▶ **Document text**:
Date: 09:13:20 01/10/04

Go up one level in this thread


On January 10, 2004 at 11:51:46, Robert Hyatt wrote:

>On January 10, 2004 at 11:30:52, Lars Bremer wrote:
>
>>Hi,
>>
>>>I have to buy a new OS :-((
>>
>>Win2k does support HT. It handles HT as two different physical processors. WinXP
>>can handle these virtual processors.
>>
>>>The biggest wish is a good Service Pack for Windows NT4 (SP7) with USB, >Directx9
>>>and Hyperthreading support! That's all :-)
>>
>>It exists and is called Windows XP
>>
>>>BTW:
>>>Bob do you think that SCSI is better as S-ATA (interesting for me if I used on
>>>two harddisk 5-pieces for engine-engine matches with ponder = on on dual Xeon.
>>>After my first test it seems that S-ATA is just great for tablebases.
>>
>>Lol, SATA-drives are exactly the same as PATA-drives, there are no differences.
>>I count them twice, believe me.
>>Normally there is only a special chip at the drive's board to convert parallel
>>to serial.

▶ **Data section**:
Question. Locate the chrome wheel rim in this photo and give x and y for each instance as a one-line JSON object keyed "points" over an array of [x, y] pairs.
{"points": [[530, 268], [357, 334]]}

▶ **Actions to take**:
**1.** Update the forum post from "On January 10, 2004 at 11:51:46, Robert" to "these virtual processors.", changing "Win2k" to "Windows 2000".
**2.** According to the forum post, what is normally found on a SATA drive's board?
The listing has nothing to do with this.

▶ **Answers to the tasks**:
**1.**
On January 10, 2004 at 11:51:46, Robert Hyatt wrote:

>On January 10, 2004 at 11:30:52, Lars Bremer wrote:
>
>>Hi,
>>
>>>I have to buy a new OS :-((
>>
>>Windows 2000 does support HT. It handles HT as two different physical processors. WinXP
>>can handle these virtual processors.

**2.** A special chip that converts parallel to serial.